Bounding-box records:

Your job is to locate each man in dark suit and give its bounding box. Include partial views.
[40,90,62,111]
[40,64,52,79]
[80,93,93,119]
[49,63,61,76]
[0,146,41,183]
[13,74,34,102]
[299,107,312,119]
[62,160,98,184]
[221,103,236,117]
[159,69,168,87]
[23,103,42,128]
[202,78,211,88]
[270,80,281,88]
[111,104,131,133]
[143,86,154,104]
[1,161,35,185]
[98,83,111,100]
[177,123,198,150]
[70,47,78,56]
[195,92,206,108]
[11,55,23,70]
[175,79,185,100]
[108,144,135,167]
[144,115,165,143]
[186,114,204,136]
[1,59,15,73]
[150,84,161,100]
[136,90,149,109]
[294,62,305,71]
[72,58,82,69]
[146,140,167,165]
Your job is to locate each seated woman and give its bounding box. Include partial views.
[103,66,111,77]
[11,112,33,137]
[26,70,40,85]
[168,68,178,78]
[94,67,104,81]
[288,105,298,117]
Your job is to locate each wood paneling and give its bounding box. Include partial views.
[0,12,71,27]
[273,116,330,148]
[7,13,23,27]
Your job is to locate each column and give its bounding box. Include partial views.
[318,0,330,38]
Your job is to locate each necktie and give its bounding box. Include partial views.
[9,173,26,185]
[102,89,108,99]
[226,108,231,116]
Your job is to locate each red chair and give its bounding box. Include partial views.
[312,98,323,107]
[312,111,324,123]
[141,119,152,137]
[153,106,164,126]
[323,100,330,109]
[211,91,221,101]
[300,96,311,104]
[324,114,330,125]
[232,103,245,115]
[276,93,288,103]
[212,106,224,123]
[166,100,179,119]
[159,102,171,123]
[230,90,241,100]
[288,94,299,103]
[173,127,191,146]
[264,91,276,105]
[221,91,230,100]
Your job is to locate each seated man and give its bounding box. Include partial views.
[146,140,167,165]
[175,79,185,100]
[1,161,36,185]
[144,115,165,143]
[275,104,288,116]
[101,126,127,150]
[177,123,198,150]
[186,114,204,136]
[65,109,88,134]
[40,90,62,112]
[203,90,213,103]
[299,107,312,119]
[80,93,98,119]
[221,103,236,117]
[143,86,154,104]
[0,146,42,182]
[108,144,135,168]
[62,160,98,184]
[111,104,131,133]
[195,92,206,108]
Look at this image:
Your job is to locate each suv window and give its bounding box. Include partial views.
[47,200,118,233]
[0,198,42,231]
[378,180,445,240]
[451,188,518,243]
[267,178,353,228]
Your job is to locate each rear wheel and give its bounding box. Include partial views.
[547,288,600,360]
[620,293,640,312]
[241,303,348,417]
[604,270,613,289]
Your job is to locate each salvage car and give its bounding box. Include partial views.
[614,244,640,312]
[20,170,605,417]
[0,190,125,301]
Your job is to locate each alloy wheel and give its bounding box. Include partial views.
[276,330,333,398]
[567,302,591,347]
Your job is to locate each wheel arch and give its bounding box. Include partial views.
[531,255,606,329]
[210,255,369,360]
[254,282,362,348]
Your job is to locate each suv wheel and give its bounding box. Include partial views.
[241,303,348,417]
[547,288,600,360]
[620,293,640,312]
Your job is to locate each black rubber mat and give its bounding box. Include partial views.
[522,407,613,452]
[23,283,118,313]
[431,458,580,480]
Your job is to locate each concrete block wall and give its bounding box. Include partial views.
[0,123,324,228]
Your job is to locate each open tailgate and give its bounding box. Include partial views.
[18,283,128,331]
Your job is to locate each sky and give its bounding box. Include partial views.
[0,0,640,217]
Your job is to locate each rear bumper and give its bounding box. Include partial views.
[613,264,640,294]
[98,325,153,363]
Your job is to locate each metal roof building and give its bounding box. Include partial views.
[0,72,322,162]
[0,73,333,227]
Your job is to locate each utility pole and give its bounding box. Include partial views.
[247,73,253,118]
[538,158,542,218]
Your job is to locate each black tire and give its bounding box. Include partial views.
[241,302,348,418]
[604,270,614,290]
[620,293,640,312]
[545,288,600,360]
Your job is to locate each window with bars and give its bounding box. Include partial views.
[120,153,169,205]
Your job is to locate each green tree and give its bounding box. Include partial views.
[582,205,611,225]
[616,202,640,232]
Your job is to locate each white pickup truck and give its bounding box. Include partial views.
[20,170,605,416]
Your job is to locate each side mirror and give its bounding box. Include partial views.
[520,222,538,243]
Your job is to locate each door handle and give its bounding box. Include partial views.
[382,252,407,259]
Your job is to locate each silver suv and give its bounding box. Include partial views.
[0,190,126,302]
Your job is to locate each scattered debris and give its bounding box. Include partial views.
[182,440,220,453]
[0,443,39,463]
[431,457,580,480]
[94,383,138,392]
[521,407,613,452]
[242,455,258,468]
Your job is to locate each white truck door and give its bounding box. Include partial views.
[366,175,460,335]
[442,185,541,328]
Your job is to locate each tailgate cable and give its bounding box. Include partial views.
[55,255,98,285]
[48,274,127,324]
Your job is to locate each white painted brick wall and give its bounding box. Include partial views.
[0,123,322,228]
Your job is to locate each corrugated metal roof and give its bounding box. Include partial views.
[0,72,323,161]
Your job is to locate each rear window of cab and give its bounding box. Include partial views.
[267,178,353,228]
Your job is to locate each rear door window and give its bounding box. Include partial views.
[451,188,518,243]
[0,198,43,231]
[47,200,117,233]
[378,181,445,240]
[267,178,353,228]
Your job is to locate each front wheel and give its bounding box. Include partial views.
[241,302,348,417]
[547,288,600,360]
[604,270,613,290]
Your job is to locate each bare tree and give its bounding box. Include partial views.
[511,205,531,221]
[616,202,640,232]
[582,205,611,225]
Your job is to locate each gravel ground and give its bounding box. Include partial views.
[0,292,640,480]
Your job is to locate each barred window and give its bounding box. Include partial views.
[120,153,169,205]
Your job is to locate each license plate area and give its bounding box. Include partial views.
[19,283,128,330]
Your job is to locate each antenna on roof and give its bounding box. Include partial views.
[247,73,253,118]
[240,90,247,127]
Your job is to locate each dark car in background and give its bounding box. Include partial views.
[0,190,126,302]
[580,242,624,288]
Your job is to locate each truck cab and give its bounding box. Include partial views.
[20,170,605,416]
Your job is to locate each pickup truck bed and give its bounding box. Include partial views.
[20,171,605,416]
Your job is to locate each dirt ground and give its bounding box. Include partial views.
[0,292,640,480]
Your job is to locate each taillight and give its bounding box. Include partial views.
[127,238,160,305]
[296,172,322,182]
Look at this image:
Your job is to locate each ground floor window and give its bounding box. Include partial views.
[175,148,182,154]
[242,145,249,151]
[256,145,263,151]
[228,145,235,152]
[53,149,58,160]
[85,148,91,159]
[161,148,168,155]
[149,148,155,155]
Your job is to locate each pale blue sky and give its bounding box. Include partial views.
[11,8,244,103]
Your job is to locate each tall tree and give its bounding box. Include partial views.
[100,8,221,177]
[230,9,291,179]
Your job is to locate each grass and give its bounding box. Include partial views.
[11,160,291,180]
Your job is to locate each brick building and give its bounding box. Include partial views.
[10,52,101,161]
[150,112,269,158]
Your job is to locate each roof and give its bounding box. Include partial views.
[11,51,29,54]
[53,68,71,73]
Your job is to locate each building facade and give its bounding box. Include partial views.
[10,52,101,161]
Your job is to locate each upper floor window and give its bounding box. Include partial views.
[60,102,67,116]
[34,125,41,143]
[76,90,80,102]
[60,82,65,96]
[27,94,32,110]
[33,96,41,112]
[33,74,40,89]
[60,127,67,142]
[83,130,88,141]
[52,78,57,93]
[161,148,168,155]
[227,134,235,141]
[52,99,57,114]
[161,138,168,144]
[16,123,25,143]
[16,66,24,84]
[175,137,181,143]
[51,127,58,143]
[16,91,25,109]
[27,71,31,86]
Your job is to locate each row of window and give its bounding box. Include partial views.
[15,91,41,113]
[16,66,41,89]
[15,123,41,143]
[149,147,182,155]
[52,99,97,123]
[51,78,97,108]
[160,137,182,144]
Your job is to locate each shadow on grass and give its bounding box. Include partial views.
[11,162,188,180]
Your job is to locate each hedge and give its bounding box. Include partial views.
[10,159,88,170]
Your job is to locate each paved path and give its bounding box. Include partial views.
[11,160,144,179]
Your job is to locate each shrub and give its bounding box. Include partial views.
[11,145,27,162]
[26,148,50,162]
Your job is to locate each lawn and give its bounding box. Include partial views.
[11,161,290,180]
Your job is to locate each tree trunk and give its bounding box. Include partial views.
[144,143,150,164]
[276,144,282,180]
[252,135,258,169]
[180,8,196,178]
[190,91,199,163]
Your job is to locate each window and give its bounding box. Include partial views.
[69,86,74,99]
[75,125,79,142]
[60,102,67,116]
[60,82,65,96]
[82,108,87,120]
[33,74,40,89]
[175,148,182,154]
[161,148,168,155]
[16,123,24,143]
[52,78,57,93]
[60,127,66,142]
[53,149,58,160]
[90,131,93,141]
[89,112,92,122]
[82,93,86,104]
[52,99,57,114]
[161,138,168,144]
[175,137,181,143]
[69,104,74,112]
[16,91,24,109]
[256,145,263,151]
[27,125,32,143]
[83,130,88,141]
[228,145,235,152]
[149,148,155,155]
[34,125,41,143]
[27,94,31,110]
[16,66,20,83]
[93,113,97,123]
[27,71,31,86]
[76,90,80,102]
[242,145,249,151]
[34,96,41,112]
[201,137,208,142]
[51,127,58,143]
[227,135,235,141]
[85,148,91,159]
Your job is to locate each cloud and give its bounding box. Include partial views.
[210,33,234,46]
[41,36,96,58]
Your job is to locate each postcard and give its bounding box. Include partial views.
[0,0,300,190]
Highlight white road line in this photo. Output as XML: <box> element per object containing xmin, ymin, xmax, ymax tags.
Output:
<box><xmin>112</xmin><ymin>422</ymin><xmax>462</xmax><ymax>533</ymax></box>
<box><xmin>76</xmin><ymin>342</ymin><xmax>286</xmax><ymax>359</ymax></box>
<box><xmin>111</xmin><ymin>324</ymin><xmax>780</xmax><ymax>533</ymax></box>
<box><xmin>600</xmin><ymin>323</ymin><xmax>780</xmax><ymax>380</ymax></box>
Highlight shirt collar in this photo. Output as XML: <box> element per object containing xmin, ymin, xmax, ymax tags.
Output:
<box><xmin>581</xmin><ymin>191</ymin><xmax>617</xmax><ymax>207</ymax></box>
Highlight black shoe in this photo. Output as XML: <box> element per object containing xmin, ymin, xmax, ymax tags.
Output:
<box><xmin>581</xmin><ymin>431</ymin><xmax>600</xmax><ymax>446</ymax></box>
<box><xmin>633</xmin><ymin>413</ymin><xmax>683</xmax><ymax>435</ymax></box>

BRIEF
Express the data as a numbered list, starting at the line containing "Your job is to locate each scattered" and ending after the line containing "[0,72,323,161]". Omit blank lines.

THE RESULT
1. Your job is to locate each scattered debris and give its bounding box. Include partial views.
2. [182,440,220,453]
3. [0,443,39,463]
4. [431,457,580,480]
5. [94,383,138,392]
6. [521,407,613,452]
7. [242,455,258,468]
8. Your job is to locate each white truck door and give its bounding box. Include partial views.
9. [366,175,460,335]
10. [442,185,541,328]
11. Your job is to locate each tailgate cable and give its bounding box. Include partial views.
12. [55,255,98,285]
13. [48,274,127,324]
14. Your job is to locate each white painted brick wall and give its bounding box. Include partial views.
15. [0,123,322,228]
16. Your job is to locate each corrugated metal roof and give its bounding box. Include partial views.
17. [0,72,323,161]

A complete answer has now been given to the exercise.